═══ PROVIDED RECORDS
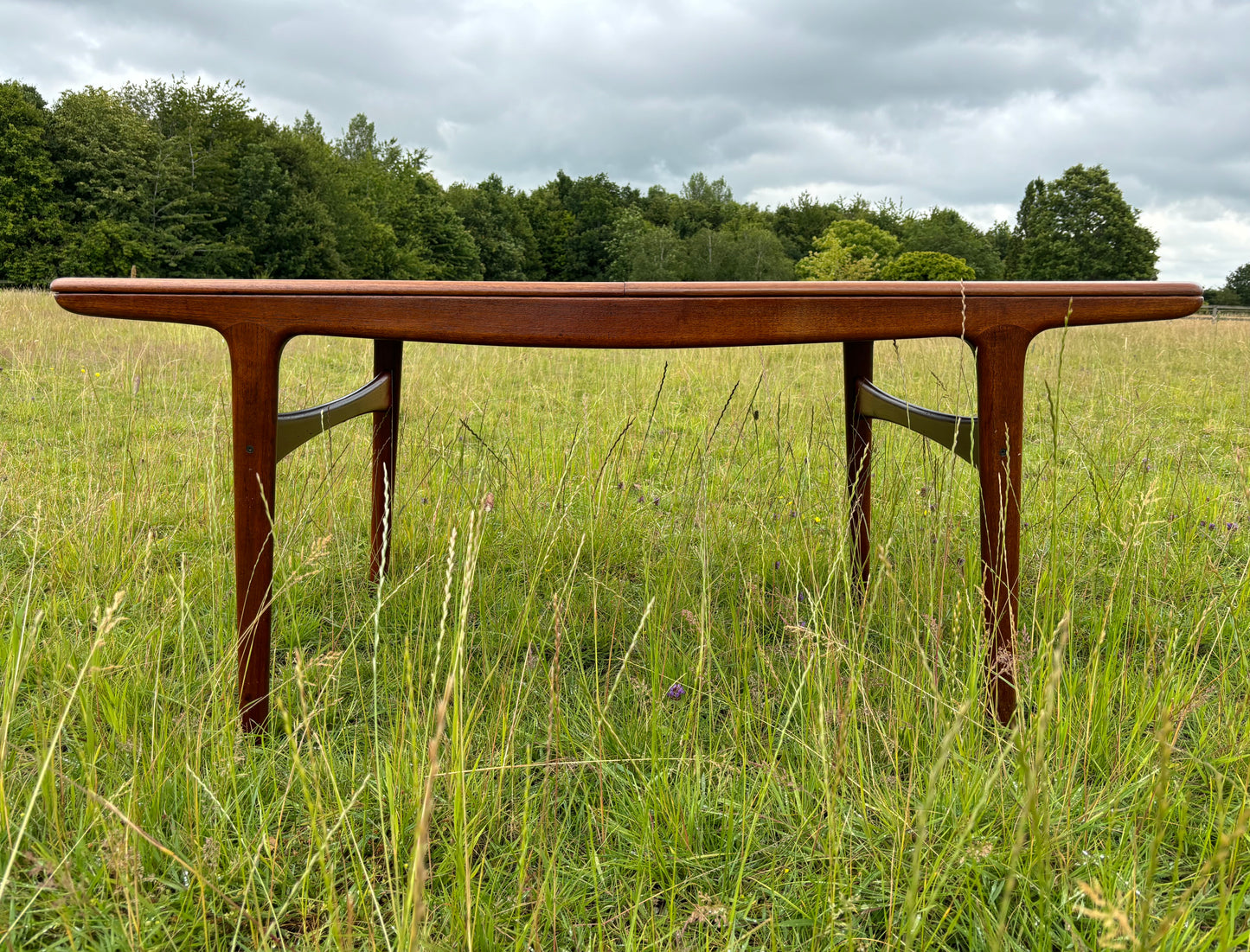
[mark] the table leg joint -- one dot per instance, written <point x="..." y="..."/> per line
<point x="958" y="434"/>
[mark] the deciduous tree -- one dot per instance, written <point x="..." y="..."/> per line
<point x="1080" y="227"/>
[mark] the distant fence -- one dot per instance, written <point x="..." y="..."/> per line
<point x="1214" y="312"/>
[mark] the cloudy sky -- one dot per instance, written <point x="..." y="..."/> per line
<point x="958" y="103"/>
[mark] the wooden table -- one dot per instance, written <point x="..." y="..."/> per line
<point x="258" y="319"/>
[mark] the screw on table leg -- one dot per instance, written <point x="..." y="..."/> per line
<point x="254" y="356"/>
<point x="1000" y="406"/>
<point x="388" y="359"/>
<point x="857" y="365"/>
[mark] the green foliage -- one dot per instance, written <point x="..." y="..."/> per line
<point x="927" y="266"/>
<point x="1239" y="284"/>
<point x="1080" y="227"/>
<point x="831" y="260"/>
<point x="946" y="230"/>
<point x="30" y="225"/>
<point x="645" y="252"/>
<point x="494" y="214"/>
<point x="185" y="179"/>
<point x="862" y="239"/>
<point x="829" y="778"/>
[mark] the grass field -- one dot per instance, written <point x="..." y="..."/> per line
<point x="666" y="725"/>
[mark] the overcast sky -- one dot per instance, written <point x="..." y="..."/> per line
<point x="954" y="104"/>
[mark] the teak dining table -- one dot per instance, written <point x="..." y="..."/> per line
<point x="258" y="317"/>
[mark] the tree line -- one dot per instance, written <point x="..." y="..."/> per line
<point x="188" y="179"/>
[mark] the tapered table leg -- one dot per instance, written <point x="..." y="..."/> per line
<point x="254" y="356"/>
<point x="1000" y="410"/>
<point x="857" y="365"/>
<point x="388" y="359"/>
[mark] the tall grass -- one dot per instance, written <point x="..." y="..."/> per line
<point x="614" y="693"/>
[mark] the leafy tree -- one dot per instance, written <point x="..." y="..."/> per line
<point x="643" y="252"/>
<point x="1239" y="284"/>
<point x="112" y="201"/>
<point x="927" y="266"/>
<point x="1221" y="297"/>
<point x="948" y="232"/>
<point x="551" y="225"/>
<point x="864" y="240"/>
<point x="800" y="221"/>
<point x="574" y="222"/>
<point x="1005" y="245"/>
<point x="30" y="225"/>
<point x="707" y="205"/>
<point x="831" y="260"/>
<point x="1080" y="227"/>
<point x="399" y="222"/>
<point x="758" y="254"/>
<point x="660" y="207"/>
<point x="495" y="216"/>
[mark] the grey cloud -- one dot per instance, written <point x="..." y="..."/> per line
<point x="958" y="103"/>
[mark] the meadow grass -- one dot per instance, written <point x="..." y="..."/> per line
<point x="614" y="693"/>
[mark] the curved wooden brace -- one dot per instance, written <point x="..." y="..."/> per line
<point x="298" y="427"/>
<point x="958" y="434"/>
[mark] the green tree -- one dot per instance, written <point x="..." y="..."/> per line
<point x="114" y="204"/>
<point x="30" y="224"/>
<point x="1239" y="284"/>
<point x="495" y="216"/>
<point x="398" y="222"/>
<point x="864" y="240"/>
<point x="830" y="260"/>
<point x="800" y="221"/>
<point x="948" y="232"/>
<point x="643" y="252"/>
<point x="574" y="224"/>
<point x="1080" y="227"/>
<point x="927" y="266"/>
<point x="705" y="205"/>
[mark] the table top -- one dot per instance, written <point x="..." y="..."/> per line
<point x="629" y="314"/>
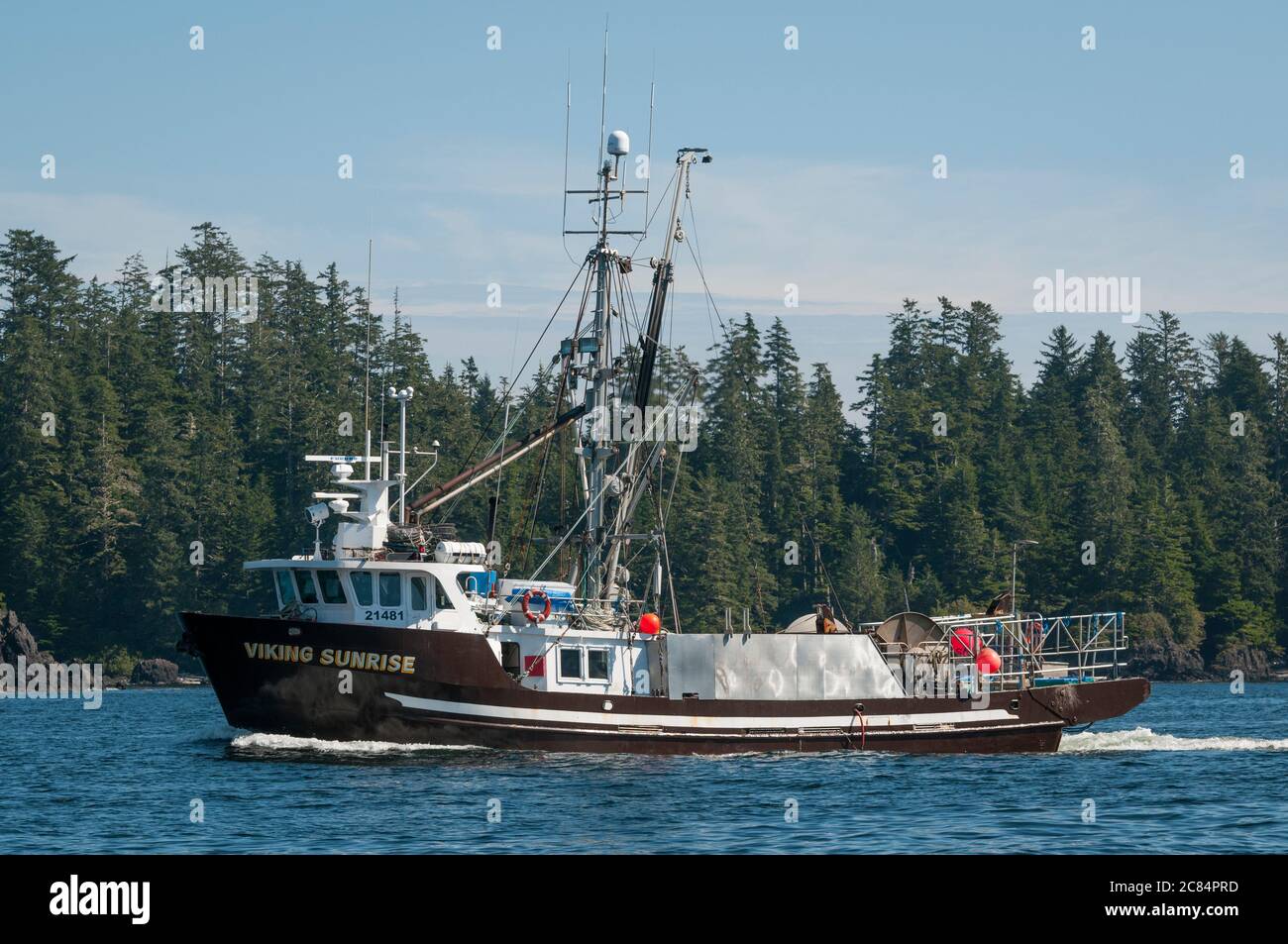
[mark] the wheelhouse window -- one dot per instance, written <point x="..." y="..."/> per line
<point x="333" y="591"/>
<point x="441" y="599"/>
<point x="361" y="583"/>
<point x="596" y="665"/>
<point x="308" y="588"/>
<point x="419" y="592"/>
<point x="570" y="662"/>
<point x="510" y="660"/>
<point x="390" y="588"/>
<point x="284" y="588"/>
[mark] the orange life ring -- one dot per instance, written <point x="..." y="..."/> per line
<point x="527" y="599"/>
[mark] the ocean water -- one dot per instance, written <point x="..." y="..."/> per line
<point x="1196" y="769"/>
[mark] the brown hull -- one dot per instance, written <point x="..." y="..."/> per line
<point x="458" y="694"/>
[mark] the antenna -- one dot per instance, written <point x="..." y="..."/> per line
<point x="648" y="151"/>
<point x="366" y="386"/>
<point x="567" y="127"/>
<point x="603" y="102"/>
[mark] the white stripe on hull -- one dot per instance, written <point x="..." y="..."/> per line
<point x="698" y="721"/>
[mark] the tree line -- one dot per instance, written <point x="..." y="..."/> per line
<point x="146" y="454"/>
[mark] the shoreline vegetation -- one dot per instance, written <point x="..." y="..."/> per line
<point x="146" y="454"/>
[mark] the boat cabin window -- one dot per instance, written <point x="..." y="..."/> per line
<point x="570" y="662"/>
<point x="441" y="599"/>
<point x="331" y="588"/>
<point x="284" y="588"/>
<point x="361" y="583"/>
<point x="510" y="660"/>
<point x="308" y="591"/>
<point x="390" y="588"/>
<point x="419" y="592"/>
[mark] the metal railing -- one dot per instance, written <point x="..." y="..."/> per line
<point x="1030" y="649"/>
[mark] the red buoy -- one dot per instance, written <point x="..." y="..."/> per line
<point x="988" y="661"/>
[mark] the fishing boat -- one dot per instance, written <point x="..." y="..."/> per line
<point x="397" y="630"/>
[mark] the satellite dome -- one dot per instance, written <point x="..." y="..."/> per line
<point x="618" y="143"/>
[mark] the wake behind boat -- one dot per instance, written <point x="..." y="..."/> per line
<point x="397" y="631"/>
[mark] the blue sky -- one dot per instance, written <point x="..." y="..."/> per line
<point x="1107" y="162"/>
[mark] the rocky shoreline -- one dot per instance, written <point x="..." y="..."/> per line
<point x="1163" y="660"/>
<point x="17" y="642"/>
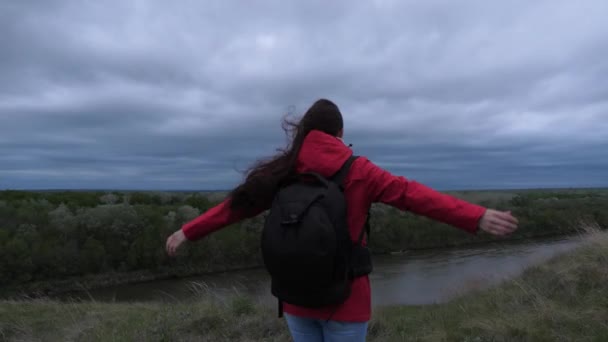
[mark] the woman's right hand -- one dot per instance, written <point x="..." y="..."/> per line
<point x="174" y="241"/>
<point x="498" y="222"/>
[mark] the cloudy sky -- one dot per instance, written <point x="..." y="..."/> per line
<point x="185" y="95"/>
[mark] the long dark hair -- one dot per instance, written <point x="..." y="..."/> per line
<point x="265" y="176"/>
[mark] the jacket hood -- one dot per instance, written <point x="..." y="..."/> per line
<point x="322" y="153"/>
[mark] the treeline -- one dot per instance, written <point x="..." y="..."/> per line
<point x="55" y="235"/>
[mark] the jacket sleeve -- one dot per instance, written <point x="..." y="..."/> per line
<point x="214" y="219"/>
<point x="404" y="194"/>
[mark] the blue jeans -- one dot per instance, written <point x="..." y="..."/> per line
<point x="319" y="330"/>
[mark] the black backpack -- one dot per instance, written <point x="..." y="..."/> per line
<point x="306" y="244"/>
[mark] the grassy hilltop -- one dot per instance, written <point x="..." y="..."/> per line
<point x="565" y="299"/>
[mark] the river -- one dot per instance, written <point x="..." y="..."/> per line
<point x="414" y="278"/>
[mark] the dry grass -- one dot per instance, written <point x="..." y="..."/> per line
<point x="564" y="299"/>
══════
Render the part of the items that opens with the line containing "[mark] the red" and closes with the final line of the items as a numbered list, including both ends and skipping blank lines. Leave the pictures out of your answer.

1. [mark] the red buoy -- one dot per instance, written <point x="..." y="..."/> per line
2. <point x="988" y="661"/>
3. [mark] the fishing boat -- one dot per instance, written <point x="..." y="..."/> per line
4. <point x="397" y="630"/>
5. [mark] the satellite dome -- one dot per instance, written <point x="..." y="..."/> per line
6. <point x="618" y="143"/>
7. [mark] the wake behind boat -- one dot per instance, written <point x="..." y="..."/> per line
8. <point x="397" y="631"/>
9. [mark] the blue sky -- one dot per instance, written <point x="..." y="..."/> per line
10. <point x="1107" y="162"/>
11. [mark] the rocky shoreline -- one dot per instance, written <point x="..." y="..."/> per line
12. <point x="1163" y="660"/>
13. <point x="17" y="642"/>
14. [mark] the woman's right hand -- one dot per instance, written <point x="..." y="..."/> per line
15. <point x="174" y="241"/>
16. <point x="498" y="222"/>
17. [mark] the cloudy sky -- one dot per instance, written <point x="..." y="..."/> per line
18. <point x="185" y="95"/>
19. [mark] the long dark hair -- one dot per instance, written <point x="..." y="..."/> per line
20. <point x="265" y="176"/>
21. [mark] the jacket hood -- one dot per instance, written <point x="..." y="..."/> per line
22. <point x="322" y="153"/>
23. [mark] the treeline -- one dot per instance, written <point x="..." y="..."/> per line
24. <point x="55" y="235"/>
25. [mark] the jacket sleeve -- one dot per instance, written <point x="..." y="..."/> per line
26. <point x="214" y="219"/>
27. <point x="404" y="194"/>
28. [mark] the blue jeans -- one dot per instance, written <point x="..." y="..."/> per line
29. <point x="319" y="330"/>
30. [mark] the black backpack -- one dot per instance, written <point x="..." y="..."/> per line
31. <point x="306" y="244"/>
32. [mark] the grassy hilltop -- one dot per instance, written <point x="..." y="..."/> per line
33. <point x="565" y="299"/>
34. [mark] the river -- one dot per instance, written <point x="..." y="..."/> per line
35. <point x="414" y="278"/>
36. [mark] the dry grass -- one dot per instance, written <point x="..." y="..."/> per line
37. <point x="564" y="299"/>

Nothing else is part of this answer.